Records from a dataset
►

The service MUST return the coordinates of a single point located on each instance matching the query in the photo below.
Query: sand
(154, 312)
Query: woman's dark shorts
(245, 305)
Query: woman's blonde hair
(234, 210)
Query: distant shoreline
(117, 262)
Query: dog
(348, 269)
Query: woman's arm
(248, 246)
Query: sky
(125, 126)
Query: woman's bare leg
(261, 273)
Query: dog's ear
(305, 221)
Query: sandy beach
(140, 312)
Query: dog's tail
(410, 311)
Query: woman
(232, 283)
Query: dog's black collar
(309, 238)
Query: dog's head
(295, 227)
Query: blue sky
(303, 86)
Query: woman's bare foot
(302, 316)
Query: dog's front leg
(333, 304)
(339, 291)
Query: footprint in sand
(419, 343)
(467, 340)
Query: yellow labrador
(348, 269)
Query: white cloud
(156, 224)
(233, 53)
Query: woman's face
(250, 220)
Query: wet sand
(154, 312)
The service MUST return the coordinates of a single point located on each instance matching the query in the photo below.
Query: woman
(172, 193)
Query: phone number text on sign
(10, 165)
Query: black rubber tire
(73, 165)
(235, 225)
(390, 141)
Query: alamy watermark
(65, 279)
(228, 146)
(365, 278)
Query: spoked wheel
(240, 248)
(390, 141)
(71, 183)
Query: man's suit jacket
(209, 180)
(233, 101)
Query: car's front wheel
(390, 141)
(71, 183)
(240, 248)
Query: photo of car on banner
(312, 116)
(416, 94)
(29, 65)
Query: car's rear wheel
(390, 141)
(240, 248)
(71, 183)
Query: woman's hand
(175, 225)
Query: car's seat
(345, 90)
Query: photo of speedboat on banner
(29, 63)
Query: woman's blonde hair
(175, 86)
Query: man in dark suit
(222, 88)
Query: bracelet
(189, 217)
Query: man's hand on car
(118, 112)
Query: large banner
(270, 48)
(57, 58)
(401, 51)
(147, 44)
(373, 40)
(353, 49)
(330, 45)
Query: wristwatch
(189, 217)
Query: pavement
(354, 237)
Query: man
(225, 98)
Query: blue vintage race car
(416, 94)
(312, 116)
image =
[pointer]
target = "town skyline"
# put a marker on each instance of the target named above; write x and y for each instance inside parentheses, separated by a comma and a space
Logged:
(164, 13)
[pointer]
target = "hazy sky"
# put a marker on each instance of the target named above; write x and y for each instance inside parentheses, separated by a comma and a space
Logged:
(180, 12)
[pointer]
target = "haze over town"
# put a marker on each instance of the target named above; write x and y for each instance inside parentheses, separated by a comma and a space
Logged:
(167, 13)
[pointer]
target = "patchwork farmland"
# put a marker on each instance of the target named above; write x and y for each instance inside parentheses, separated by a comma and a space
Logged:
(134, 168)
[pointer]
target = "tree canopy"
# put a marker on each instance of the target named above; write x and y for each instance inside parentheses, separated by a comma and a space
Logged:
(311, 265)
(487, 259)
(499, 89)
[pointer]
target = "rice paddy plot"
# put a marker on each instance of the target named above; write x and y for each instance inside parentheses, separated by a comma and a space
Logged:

◄

--- TO DO ---
From the listing above, extract every line exactly as it stands.

--- ANSWER TO THIS TASK ---
The service MUST return the coordinates of a single point located on each instance matching the query in the photo below.
Query: sand
(154, 312)
Query: woman's dark shorts
(245, 305)
Query: woman's blonde hair
(234, 210)
Query: distant shoreline
(117, 262)
Query: dog
(348, 269)
Query: woman's arm
(248, 246)
Query: sky
(125, 126)
Query: woman's bare leg
(261, 273)
Query: dog's ear
(305, 221)
Query: sandy beach
(140, 312)
Query: dog's tail
(410, 311)
Query: woman
(232, 283)
Query: dog's black collar
(309, 238)
Query: dog's head
(295, 227)
Query: blue sky
(303, 86)
Query: woman's bare foot
(302, 316)
Query: dog's front leg
(333, 304)
(339, 291)
Query: footprint in sand
(419, 343)
(467, 340)
Query: yellow labrador
(348, 269)
Query: white cloud
(156, 224)
(233, 53)
Query: woman's face
(250, 220)
Query: wet sand
(154, 312)
The service MUST return the coordinates of a single point located on each instance matching the query in the photo below.
Query: woman
(172, 193)
Query: phone number text on sign
(10, 165)
Query: black rubber tire
(73, 165)
(235, 225)
(390, 141)
Query: alamy watermark
(65, 279)
(228, 146)
(365, 278)
Query: spoked wheel
(240, 248)
(390, 141)
(71, 183)
Query: man's suit jacket
(209, 180)
(233, 101)
Query: car's front wheel
(390, 141)
(71, 183)
(240, 248)
Query: photo of car on banner
(312, 116)
(416, 94)
(29, 65)
Query: car's rear wheel
(390, 141)
(240, 248)
(71, 183)
Query: woman's hand
(175, 225)
Query: car's seat
(345, 90)
Query: photo of speedboat on banner
(29, 63)
Query: woman's blonde hair
(175, 86)
Query: man in dark suit
(222, 88)
Query: bracelet
(189, 217)
Query: man's hand on car
(118, 112)
Query: large banner
(270, 48)
(57, 58)
(401, 51)
(147, 44)
(373, 40)
(353, 49)
(330, 45)
Query: wristwatch
(189, 217)
Query: pavement
(354, 237)
Query: man
(225, 98)
Query: blue vintage race car
(416, 94)
(312, 116)
image =
[pointer]
target = "town skyline"
# put a marker on each instance of the target named above; write x and y for each instance inside parentheses, separated by a comma and a space
Logged:
(164, 13)
[pointer]
target = "hazy sky"
# put a marker on each instance of the target named above; write x and y for each instance inside parentheses, separated by a comma and a space
Logged:
(180, 12)
[pointer]
target = "haze over town"
# put a marker on each instance of the target named above; write x and y for each instance inside parentheses, separated by a comma and a space
Logged:
(167, 13)
[pointer]
target = "patchwork farmland"
# put a marker on each instance of the target named above; write x and y for each instance inside parentheses, separated by a comma and a space
Logged:
(134, 168)
[pointer]
target = "tree canopy"
# put a marker on each instance of the target named above; write x and y for each instance inside parentheses, separated by a comma and a space
Logged:
(311, 265)
(487, 259)
(499, 89)
[pointer]
target = "rice paddy plot"
# put a marker on each instance of the target named above; write x and y for each instance inside parentheses, separated by a comma and a space
Logged:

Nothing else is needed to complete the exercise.